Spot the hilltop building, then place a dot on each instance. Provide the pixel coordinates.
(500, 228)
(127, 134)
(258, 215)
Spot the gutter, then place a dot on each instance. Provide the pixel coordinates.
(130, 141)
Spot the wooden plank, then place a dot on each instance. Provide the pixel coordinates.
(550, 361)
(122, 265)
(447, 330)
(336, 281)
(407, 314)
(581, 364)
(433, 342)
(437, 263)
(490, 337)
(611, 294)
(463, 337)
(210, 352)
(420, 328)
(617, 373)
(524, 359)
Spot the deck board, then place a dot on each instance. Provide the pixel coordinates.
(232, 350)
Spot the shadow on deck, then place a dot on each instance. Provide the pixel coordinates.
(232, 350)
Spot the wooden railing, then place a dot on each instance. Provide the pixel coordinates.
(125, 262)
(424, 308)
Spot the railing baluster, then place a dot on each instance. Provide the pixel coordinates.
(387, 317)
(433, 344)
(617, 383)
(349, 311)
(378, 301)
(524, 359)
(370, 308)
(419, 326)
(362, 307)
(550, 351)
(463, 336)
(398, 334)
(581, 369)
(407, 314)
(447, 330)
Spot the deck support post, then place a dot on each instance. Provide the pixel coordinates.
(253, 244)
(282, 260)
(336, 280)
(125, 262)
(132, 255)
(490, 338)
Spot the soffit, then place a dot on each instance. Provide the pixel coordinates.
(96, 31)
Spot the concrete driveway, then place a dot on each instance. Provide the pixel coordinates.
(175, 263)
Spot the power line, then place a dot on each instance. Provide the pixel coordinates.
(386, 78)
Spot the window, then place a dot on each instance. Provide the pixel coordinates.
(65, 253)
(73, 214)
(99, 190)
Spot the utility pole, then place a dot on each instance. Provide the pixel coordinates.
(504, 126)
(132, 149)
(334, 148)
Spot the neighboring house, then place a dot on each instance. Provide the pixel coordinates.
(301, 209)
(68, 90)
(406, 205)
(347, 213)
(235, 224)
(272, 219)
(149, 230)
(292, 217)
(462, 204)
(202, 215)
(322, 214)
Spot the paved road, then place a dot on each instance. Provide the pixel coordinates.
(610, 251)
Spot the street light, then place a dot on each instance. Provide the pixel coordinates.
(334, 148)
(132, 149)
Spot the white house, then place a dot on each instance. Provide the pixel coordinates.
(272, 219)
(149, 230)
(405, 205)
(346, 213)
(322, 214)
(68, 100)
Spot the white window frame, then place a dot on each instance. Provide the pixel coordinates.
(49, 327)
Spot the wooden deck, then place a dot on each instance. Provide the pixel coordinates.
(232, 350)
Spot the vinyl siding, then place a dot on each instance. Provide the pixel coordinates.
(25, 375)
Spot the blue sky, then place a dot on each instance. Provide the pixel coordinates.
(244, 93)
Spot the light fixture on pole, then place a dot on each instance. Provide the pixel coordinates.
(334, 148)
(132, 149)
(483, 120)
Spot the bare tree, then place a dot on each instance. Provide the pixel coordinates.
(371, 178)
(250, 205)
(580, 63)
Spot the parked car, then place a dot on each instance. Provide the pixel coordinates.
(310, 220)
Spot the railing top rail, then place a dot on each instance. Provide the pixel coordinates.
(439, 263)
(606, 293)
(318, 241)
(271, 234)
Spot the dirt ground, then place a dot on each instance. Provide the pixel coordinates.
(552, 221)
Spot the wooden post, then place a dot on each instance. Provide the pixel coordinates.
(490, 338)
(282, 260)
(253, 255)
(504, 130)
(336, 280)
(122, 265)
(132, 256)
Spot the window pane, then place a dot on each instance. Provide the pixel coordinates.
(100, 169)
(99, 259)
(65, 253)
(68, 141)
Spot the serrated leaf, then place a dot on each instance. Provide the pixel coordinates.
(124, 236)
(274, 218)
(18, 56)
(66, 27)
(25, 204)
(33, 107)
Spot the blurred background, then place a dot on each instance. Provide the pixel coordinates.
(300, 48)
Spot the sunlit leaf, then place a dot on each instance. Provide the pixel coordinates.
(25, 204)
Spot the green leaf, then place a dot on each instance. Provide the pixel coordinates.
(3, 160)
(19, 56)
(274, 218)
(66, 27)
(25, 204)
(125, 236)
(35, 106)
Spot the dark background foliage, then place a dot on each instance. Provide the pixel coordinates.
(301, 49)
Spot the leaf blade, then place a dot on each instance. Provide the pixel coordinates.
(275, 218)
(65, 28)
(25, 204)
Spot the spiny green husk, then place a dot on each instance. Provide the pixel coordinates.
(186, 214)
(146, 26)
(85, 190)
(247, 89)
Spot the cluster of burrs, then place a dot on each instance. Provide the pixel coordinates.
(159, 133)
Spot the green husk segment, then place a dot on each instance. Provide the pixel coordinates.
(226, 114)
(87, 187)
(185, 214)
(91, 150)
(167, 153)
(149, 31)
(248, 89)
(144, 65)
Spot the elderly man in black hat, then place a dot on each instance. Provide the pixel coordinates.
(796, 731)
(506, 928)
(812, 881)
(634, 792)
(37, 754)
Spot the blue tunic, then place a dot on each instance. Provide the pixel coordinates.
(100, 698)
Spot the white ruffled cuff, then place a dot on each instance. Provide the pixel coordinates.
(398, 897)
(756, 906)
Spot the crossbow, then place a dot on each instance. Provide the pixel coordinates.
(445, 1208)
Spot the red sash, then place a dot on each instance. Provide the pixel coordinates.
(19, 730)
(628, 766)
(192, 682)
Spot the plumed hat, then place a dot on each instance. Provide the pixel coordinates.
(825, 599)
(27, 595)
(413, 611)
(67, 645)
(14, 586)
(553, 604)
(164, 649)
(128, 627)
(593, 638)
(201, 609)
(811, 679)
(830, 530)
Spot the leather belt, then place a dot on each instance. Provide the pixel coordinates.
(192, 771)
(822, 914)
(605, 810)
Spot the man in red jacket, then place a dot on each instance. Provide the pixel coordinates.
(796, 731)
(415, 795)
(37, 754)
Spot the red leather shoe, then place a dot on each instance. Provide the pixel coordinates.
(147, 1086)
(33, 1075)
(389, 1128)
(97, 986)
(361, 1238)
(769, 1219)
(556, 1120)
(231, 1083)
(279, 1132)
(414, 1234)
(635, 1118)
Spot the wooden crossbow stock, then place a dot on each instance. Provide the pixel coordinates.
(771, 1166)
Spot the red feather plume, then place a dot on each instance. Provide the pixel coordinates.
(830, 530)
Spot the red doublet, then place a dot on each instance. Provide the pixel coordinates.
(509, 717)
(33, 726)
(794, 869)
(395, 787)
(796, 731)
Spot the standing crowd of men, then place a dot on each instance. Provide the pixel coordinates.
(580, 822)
────────────────
What is required ▸
Restate each record exactly as written.

Full response ▸
Spot the hilltop building, then place a dot on each instance. Provide the pixel coordinates.
(500, 228)
(127, 134)
(258, 215)
Spot the gutter, then place a dot on each instance. Provide the pixel coordinates.
(130, 141)
Spot the wooden plank, then place a dot on each instance. Provide the pixel coordinates.
(550, 361)
(122, 265)
(447, 330)
(336, 281)
(407, 314)
(581, 364)
(433, 342)
(437, 263)
(490, 337)
(611, 294)
(463, 337)
(210, 352)
(420, 328)
(617, 373)
(524, 359)
Spot the deck board, then place a dot on each instance. Provide the pixel coordinates.
(232, 350)
Spot the shadow on deck, then place a dot on each instance. Provide the pixel coordinates.
(232, 350)
Spot the wooden railing, then place a dot on each instance. Provide the pixel coordinates.
(125, 262)
(424, 308)
Spot the railing baluster, then place a dot on each instance. Provide the pixel coordinates.
(387, 317)
(433, 344)
(617, 383)
(349, 311)
(378, 301)
(524, 359)
(370, 308)
(419, 326)
(362, 307)
(550, 351)
(463, 336)
(398, 334)
(581, 369)
(407, 314)
(447, 330)
Spot the deck support post, then place a dot on each instance. Provide the pixel coordinates.
(253, 244)
(282, 260)
(336, 280)
(125, 262)
(132, 255)
(490, 338)
Spot the soffit, then place a dot on each instance. Provide the pixel coordinates.
(96, 31)
Spot the concrete driveway, then place a dot on each instance. Provide the pixel coordinates.
(175, 263)
Spot the power line, then place a dot on each instance. Provide the pixel coordinates.
(386, 78)
Spot the window, then place a dot on each instance. Provide the pixel coordinates.
(65, 253)
(73, 214)
(99, 190)
Spot the utility pole, then place a dot on each instance. Provide the pixel coordinates.
(504, 126)
(132, 149)
(334, 148)
Spot the neighboring house, then place a dot on each instance. Provide the pixel coordinates.
(301, 209)
(68, 90)
(406, 205)
(347, 213)
(235, 224)
(272, 219)
(149, 230)
(292, 217)
(462, 204)
(202, 215)
(322, 214)
Spot the paved road, then place a dot on each instance. Provide the pixel coordinates.
(610, 251)
Spot the street light, then place a dot on each instance. Provide the pixel coordinates.
(334, 148)
(132, 149)
Spot the white house, then place a dot on each instance. Provide the pixel coordinates.
(272, 219)
(149, 230)
(405, 205)
(346, 213)
(322, 214)
(68, 100)
Spot the white window frame, then place a dot on each instance. Provide the pixel coordinates.
(49, 327)
Spot the wooden deck, then place a dot on each instance. Provide the pixel coordinates.
(232, 350)
Spot the vinyl siding, then place a dot on each instance. Provide the pixel coordinates.
(25, 375)
Spot the blue sky, then place a dot on each instance. Provide the pixel coordinates.
(244, 93)
Spot the light fixture on pole, then place a dot on each instance. Provide the pixel coordinates.
(334, 148)
(132, 149)
(483, 120)
Spot the bare tree, then place a dot on each instance. Provide the pixel coordinates.
(371, 178)
(250, 205)
(580, 63)
Spot the parked car, then place a dot on each instance. Provide the pixel coordinates.
(310, 220)
Spot the railing top rail, then place a dot on each instance. Provide the pixel coordinates.
(439, 263)
(606, 293)
(318, 241)
(271, 234)
Spot the dirt ground, then place a dot on each instance. Provide the pixel coordinates.
(552, 221)
Spot the wooden post, then place a dot on each instance. Provide the pixel coordinates.
(490, 338)
(282, 260)
(253, 255)
(504, 130)
(336, 280)
(122, 265)
(132, 256)
Spot the window pane, then place a dot on each instance. Provide the pixel coordinates.
(100, 169)
(99, 259)
(65, 253)
(68, 141)
Spot the serrated leaf, then place a dot on each instance. Provide the pixel coordinates.
(124, 236)
(274, 218)
(18, 56)
(66, 27)
(25, 204)
(33, 107)
Spot the blurred background, then place a dot on each instance. Provide the pixel coordinates.
(300, 48)
Spot the sunlit leaf, then place a dot on each instance. Provide the pixel coordinates.
(25, 204)
Spot the green leaf, then place a dot on each instance. Provide the pixel coordinates.
(3, 160)
(19, 56)
(274, 218)
(66, 27)
(25, 204)
(125, 236)
(35, 106)
Spot the dark background foliage, then place a dot on each instance. Provide the pixel coordinates.
(301, 49)
Spot the leaf blade, then place a dot on each instance. Provide the pixel coordinates.
(275, 218)
(65, 28)
(25, 204)
Spot the spiny green husk, then place a dot on each instance. Provide the pixel coordinates.
(186, 214)
(146, 26)
(85, 190)
(247, 89)
Spot the cluster of burrs, then place a dot on each instance. Provide the pixel coordinates.
(159, 133)
Spot the green husk segment, then place a dot on each instance. Provide the pixel coordinates.
(226, 114)
(87, 187)
(185, 214)
(91, 150)
(167, 153)
(149, 31)
(248, 89)
(144, 65)
Spot the elderly man in black hat, then place a dot on each instance. Provide the pixel coordinates.
(796, 731)
(506, 928)
(812, 881)
(634, 792)
(37, 754)
Spot the blue tunic, then place a dot on each instance. Provide the pixel coordinates.
(100, 698)
Spot the white ruffled cuff, then place a dot on each instance. Provide the pixel coordinates.
(398, 897)
(756, 906)
Spot the crossbow, then place a dot on each instance. Provide the pixel coordinates.
(445, 1208)
Spot the red sash, then place a dot on each instance. Provide the pixel coordinates.
(19, 730)
(628, 766)
(192, 682)
Spot the plumed hat, then place a dot on each instance. Provide the pixel coordinates.
(825, 599)
(27, 595)
(413, 611)
(67, 645)
(14, 586)
(553, 604)
(164, 649)
(128, 627)
(593, 638)
(201, 609)
(811, 679)
(830, 530)
Spot the leather belt, then place a dot on each instance. Provide the pixel coordinates.
(192, 771)
(822, 914)
(605, 810)
Spot the man in red jacket, then place a dot on each instance. Provide the pixel coordinates.
(796, 731)
(415, 795)
(37, 754)
Spot the red leather shoe, then place a dot on each instance. Provide the pixel coordinates.
(147, 1086)
(33, 1075)
(389, 1128)
(97, 986)
(361, 1238)
(769, 1219)
(556, 1120)
(231, 1083)
(279, 1132)
(414, 1234)
(635, 1118)
Spot the wooden crossbow stock, then place a dot on each instance. Provide the pixel coordinates.
(771, 1166)
Spot the red feather plume, then place a dot on each instance. Provide the pixel coordinates.
(830, 530)
Spot the red doublet, then place a dot on each instance. Provide the pixel coordinates.
(509, 717)
(33, 726)
(794, 869)
(395, 787)
(796, 731)
Spot the standing crowd of men, then place a dot on each instance. Provide the pixel coordinates.
(580, 822)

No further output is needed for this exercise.